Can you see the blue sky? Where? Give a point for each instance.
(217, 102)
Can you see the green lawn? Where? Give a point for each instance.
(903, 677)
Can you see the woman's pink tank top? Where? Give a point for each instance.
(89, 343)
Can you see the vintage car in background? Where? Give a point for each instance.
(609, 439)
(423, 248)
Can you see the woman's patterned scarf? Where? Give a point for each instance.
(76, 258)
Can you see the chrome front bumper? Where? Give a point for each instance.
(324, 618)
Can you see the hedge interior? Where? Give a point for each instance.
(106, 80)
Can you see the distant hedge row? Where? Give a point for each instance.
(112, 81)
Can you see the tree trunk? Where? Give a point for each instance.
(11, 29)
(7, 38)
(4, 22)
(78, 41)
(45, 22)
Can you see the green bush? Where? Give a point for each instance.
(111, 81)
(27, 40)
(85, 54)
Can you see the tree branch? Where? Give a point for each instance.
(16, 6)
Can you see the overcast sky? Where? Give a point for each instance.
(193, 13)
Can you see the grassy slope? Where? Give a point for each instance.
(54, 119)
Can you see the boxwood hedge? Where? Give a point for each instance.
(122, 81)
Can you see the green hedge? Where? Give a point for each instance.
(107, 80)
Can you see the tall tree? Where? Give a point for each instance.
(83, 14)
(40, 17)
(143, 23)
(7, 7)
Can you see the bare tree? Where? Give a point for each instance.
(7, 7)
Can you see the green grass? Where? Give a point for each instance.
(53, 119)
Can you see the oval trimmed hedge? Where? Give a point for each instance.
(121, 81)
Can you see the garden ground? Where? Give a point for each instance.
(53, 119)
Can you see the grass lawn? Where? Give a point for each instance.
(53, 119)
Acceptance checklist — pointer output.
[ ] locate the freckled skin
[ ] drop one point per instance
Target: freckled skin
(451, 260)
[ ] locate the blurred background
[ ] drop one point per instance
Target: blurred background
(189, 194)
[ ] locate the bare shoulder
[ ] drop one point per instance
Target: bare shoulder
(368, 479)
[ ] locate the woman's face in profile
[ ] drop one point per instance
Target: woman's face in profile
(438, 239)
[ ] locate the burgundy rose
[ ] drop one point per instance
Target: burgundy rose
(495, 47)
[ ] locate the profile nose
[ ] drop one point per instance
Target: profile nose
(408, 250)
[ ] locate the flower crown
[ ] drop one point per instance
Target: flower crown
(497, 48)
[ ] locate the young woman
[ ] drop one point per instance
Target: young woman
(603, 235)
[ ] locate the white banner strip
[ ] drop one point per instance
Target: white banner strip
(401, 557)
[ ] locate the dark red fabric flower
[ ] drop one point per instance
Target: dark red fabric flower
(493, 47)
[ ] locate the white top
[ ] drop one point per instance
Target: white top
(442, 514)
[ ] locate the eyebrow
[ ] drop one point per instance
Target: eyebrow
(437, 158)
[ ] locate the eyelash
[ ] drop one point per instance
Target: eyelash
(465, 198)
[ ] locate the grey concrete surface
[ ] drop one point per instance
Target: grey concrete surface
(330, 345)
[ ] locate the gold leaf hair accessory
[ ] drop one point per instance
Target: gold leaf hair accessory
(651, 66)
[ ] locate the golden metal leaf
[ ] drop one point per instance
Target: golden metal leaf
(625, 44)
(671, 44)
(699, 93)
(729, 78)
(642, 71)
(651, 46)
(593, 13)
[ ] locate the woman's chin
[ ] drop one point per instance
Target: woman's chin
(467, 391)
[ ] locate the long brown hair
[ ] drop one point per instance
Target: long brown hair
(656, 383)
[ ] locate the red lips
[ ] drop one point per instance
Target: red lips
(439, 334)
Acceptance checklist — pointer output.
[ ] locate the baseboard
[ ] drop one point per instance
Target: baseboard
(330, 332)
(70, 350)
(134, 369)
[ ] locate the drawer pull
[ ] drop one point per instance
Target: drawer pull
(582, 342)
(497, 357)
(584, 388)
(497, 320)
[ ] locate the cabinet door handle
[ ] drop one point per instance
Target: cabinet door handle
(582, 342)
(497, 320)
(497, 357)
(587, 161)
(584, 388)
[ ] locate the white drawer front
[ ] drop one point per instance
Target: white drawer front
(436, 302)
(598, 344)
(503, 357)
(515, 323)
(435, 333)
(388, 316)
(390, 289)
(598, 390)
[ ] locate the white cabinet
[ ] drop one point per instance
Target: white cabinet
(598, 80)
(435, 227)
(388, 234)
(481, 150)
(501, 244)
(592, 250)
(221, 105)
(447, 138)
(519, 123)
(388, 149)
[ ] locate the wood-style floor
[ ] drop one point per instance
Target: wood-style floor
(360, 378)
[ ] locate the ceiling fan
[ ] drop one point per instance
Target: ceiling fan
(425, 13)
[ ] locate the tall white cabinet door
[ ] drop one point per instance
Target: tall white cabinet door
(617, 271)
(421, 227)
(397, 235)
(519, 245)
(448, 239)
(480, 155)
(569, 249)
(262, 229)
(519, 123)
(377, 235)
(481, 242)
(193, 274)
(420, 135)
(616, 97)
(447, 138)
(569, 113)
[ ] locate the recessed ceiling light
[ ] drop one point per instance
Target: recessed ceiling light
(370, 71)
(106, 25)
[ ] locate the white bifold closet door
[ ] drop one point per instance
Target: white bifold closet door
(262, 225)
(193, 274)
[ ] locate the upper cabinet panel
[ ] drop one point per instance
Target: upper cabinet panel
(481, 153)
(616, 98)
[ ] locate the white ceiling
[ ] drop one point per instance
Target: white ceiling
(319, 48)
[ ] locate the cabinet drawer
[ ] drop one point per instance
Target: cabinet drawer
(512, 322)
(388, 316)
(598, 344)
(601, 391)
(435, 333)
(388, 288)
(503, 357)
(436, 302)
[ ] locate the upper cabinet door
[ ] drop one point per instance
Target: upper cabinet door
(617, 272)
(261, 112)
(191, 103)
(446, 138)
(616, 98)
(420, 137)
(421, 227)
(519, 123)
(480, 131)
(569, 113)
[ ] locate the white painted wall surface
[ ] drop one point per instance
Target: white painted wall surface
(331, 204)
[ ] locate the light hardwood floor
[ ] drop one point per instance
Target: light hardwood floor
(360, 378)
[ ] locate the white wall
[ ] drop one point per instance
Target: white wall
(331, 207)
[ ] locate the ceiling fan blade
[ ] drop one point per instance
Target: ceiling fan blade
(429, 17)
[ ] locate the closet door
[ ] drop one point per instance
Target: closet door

........

INSTRUCTIONS TO FOLLOW: Retype the data. Every line must match the original exactly.

WRITTEN RESPONSE:
Can you see the blue sky? Where? Give a point for each instance.
(217, 102)
Can you see the green lawn? Where? Give a point for each instance.
(903, 677)
Can you see the woman's pink tank top? Where? Give a point for each instance.
(89, 343)
Can you see the vintage car in background? Where? Give a point for each instance.
(609, 439)
(423, 248)
Can you see the woman's patterned scarf? Where? Give a point for each instance.
(76, 258)
Can you see the chrome front bumper? Where? Give a point for each instance.
(324, 618)
Can you see the hedge interior? Where? Give a point for each instance.
(106, 80)
Can you see the distant hedge row? Where? Give a point for each instance.
(112, 81)
Can you see the tree trunk? Where? Give a point for each instance.
(11, 29)
(7, 38)
(4, 22)
(78, 41)
(45, 22)
Can you see the green bush? Where? Give a point for each instance.
(111, 81)
(27, 40)
(85, 54)
Can you see the tree branch? Where? Give a point for each instance.
(16, 6)
Can you see the overcast sky? Where? Give a point for each instance.
(193, 13)
Can you see the grassy slope? Where? Give a point for each instance.
(54, 119)
Can you see the boxwood hedge? Where? Give a point for each instance.
(122, 81)
Can you see the green hedge? Where? Give a point for each instance.
(107, 80)
Can you see the tall tree? Where? Give a point for each instance.
(83, 14)
(40, 17)
(143, 23)
(7, 7)
Can you see the bare tree? Where? Give a point for each instance.
(7, 7)
Can you see the green grass? Where? Give a point for each instance.
(53, 119)
Can you see the oval trimmed hedge? Where? Give a point for each instance.
(121, 81)
Can you see the garden ground? Where? Give a point for each instance.
(53, 119)
Can you see the grass lawn? Where? Give a point for each instance.
(53, 119)
Acceptance checklist — pointer output.
[ ] locate the freckled skin
[ ] drop one point per instance
Target: freckled skin
(451, 260)
[ ] locate the blurred background
[ ] drop one point per instance
Target: blurred background
(189, 194)
[ ] locate the bare shoulder
[ ] drop one point per instance
Target: bare shoulder
(368, 479)
[ ] locate the woman's face in profile
[ ] drop one point per instance
Target: woman's face in profile
(438, 239)
[ ] locate the burgundy rose
[ ] drop one point per instance
Target: burgundy rose
(495, 47)
[ ] locate the profile nose
[ ] drop one point per instance
Target: profile nose
(408, 250)
[ ] locate the flower crown
[ ] drop one point per instance
Target: flower crown
(497, 48)
[ ] locate the young woman
[ ] drop one point per instance
Target: young woman
(603, 235)
[ ] locate the white banner strip
[ ] drop one point per instance
Target: white banner strip
(401, 557)
[ ] locate the dark red fabric flower
[ ] drop one point per instance
Target: dark red fabric flower
(493, 47)
[ ] locate the white top
[ ] drop one point per instance
Target: white top
(442, 514)
[ ] locate the eyebrow
[ ] drop one point per instance
Target: eyebrow
(437, 158)
[ ] locate the eyelash
[ ] drop one point per instance
Target: eyelash
(465, 198)
[ ] locate the grey concrete surface
[ ] drop one point per instance
Target: grey concrete surface
(330, 345)
[ ] locate the gold leaf hair accessory
[ ] drop one point per instance
Target: gold leaf hair accessory
(651, 66)
[ ] locate the golden metal leaf
[ ] drop one point per instance
Target: golden metal leaf
(625, 44)
(671, 44)
(699, 93)
(729, 78)
(642, 71)
(651, 46)
(593, 13)
[ ] locate the woman's chin
[ ] drop one point per instance
Target: woman's chin
(467, 391)
[ ] locate the long brown hair
[ ] drop one point per instance
Target: long brown hair
(656, 383)
[ ] locate the red lips
[ ] drop one point per instance
Target: red lips
(439, 334)
Acceptance checklist — pointer output.
[ ] locate the baseboard
[ ] drop one point per instance
Target: baseboard
(330, 332)
(70, 350)
(134, 369)
[ ] locate the drawer pull
[ ] drop one point per instance
Target: drawer pull
(582, 342)
(497, 357)
(584, 388)
(497, 320)
[ ] locate the cabinet door handle
[ ] drop one point per instance
Target: cabinet door handle
(582, 342)
(497, 320)
(497, 357)
(587, 161)
(584, 388)
[ ] locate the white drawer front
[ ] drop one point per instance
Target: white drawer front
(436, 302)
(598, 344)
(503, 357)
(515, 323)
(435, 333)
(388, 316)
(390, 289)
(598, 390)
[ ] locate the white cabinet
[ ] drop one point per instance
Target: white cabinet
(598, 80)
(435, 227)
(388, 234)
(481, 150)
(501, 244)
(592, 250)
(221, 105)
(447, 138)
(519, 123)
(388, 149)
[ ] locate the wood-style floor
[ ] drop one point per instance
Target: wood-style floor
(360, 378)
[ ] locate the ceiling fan
[ ] drop one point per instance
Target: ceiling fan
(425, 13)
[ ] locate the tall white cabinet door
[ ] drop one point per instance
Target: tall white cabinet door
(617, 271)
(421, 227)
(397, 235)
(519, 245)
(448, 239)
(480, 155)
(569, 249)
(262, 229)
(519, 123)
(377, 235)
(481, 242)
(193, 274)
(420, 135)
(616, 97)
(447, 138)
(569, 113)
[ ] locate the recessed ceiling light
[ ] drop one point per instance
Target: recessed ceiling light
(370, 71)
(106, 25)
[ ] locate the white bifold closet door
[ ] drop one point per instance
Target: white bifold closet door
(262, 225)
(193, 274)
[ ] locate the upper cabinet panel
[ ] drop one point per instance
Target: upper cabinet panel
(481, 153)
(616, 98)
[ ] locate the white ceiling
[ ] drop one point per instance
Target: white ceiling
(319, 48)
[ ] locate the cabinet drawer
[ ] drop one point per instance
Target: cabinet drawer
(512, 322)
(388, 316)
(598, 344)
(601, 391)
(435, 333)
(388, 288)
(503, 357)
(436, 302)
[ ] locate the upper cabinet door
[ ] drop one point per instance
Target: upper cabinet door
(617, 272)
(261, 112)
(191, 103)
(446, 138)
(616, 98)
(420, 137)
(421, 227)
(519, 123)
(480, 131)
(569, 113)
[ ] locate the white painted wall surface
[ ] drop one point per instance
Target: white painted wall surface
(331, 204)
[ ] locate the light hardwood floor
[ ] drop one point per instance
Target: light hardwood floor
(360, 378)
[ ] locate the white wall
[ ] drop one point per instance
Target: white wall
(331, 207)
[ ] locate the ceiling fan blade
[ ] drop one point per instance
Target: ceiling fan blade
(429, 17)
[ ] locate the closet door
[ ] drop one point per instance
Target: closet door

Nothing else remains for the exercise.